Exercise: Copy the records below word for word, keeping every line and number unchanged.

(Outline annotation records)
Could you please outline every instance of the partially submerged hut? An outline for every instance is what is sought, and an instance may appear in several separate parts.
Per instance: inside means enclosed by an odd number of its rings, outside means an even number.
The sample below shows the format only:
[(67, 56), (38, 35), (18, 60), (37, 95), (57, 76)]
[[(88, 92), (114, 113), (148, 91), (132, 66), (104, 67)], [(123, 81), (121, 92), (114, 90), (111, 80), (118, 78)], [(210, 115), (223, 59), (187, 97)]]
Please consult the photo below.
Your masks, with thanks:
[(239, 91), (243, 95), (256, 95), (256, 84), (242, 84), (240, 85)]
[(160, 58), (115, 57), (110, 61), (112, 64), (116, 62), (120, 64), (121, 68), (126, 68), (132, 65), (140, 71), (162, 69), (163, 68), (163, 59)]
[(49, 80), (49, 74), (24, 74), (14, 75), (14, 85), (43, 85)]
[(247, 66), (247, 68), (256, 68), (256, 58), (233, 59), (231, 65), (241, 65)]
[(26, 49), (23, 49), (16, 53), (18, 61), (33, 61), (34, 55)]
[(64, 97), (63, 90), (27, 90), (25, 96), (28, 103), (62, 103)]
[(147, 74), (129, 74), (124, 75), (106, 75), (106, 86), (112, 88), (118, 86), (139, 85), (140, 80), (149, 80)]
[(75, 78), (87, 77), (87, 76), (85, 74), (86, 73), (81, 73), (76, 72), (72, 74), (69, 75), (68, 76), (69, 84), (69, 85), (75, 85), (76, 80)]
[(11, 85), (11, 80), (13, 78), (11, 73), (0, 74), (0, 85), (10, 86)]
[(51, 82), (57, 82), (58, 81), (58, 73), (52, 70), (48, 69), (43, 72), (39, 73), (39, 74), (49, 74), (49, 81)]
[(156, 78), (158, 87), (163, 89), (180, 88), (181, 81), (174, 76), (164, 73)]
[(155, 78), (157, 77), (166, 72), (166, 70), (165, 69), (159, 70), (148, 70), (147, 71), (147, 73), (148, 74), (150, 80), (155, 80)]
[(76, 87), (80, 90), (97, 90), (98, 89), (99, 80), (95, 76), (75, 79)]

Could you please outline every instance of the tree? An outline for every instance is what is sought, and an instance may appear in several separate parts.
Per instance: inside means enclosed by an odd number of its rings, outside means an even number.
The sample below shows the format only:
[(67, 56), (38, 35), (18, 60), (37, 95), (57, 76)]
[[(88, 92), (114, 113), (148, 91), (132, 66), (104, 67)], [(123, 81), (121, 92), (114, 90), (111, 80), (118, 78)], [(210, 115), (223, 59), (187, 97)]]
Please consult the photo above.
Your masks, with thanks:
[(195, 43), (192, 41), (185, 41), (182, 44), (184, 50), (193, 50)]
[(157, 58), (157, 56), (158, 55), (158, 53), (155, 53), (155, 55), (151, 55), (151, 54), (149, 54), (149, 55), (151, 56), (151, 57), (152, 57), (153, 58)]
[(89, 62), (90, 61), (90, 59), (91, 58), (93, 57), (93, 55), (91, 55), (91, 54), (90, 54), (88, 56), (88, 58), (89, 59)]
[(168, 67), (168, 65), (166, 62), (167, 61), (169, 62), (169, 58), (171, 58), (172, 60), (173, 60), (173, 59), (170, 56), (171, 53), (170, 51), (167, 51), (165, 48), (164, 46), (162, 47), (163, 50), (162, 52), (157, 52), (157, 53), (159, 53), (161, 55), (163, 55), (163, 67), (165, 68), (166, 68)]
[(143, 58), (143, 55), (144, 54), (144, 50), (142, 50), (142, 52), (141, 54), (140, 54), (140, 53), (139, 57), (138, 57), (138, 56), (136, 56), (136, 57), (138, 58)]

Output for this task:
Could you please outline every instance of the partially submerged hut? An outline for every instance is what is sought, and an instance may appear in several separate parts.
Per instance: inside means enclosed by an odd number of its rings, outside means an even number.
The sample below shows the format only:
[(67, 56), (38, 35), (18, 60), (37, 95), (57, 76)]
[[(88, 92), (114, 113), (148, 91), (132, 66), (104, 67)], [(123, 81), (121, 92), (114, 90), (111, 80), (118, 78)], [(210, 115), (223, 59), (187, 97)]]
Please consult the photo below.
Your masks, with thanks:
[(239, 91), (243, 95), (256, 95), (256, 84), (242, 84), (240, 85)]
[(160, 58), (115, 57), (110, 61), (112, 64), (116, 62), (120, 64), (121, 68), (126, 68), (132, 65), (140, 71), (162, 69), (163, 68), (163, 59)]
[(49, 80), (49, 74), (24, 74), (14, 75), (14, 85), (43, 85)]
[(247, 66), (247, 68), (256, 68), (256, 58), (233, 59), (231, 65), (241, 65)]
[(26, 49), (23, 49), (16, 53), (18, 61), (33, 61), (34, 55)]
[(64, 97), (63, 90), (27, 90), (25, 96), (28, 103), (62, 103)]
[(147, 74), (129, 74), (124, 75), (106, 75), (106, 86), (112, 88), (118, 86), (139, 85), (140, 80), (149, 80)]
[(75, 78), (87, 77), (87, 76), (85, 74), (86, 73), (81, 73), (76, 72), (72, 74), (69, 75), (68, 76), (69, 84), (69, 85), (75, 85), (76, 80)]
[(11, 85), (11, 80), (13, 78), (11, 73), (0, 74), (0, 85), (10, 86)]
[(51, 82), (57, 82), (58, 81), (58, 73), (52, 70), (48, 69), (43, 72), (39, 73), (39, 74), (49, 74), (49, 81)]
[(156, 78), (158, 87), (163, 89), (180, 88), (181, 81), (174, 76), (164, 73)]
[(155, 78), (157, 77), (166, 72), (166, 70), (165, 69), (159, 70), (148, 70), (147, 71), (147, 73), (148, 74), (150, 80), (155, 80)]
[(76, 87), (80, 90), (97, 90), (98, 89), (99, 80), (95, 76), (75, 79)]

Could you please outline every instance of the tree? An outline for every instance is what is sought, and an instance may appear in several separate parts.
Per instance: inside means enclosed by an odd number of its rings, outside means an even number.
The sample below shows the format only:
[(67, 56), (38, 35), (18, 60), (37, 95), (57, 76)]
[[(88, 92), (114, 113), (148, 91), (132, 66), (104, 67)], [(123, 81), (121, 92), (114, 90), (111, 80), (118, 78)], [(210, 115), (223, 59), (187, 97)]]
Please consult the photo above.
Your masks, with thanks:
[(195, 43), (192, 41), (185, 41), (182, 44), (184, 50), (193, 50)]
[(157, 58), (157, 56), (158, 55), (158, 53), (155, 53), (155, 55), (151, 55), (151, 54), (149, 54), (149, 55), (151, 56), (151, 57), (152, 57), (153, 58)]
[(89, 62), (90, 61), (90, 59), (91, 58), (93, 57), (93, 55), (91, 55), (91, 54), (90, 54), (88, 56), (88, 58), (89, 59)]
[(168, 67), (168, 65), (166, 62), (167, 61), (169, 62), (169, 58), (171, 58), (172, 60), (173, 60), (173, 59), (170, 56), (171, 53), (170, 51), (167, 51), (165, 48), (164, 46), (162, 47), (163, 50), (162, 52), (157, 52), (157, 53), (159, 53), (161, 55), (163, 55), (163, 67), (165, 68), (166, 68)]
[(143, 58), (143, 55), (144, 54), (144, 50), (142, 50), (142, 52), (141, 54), (140, 54), (140, 53), (139, 57), (138, 57), (138, 56), (136, 56), (136, 57), (138, 58)]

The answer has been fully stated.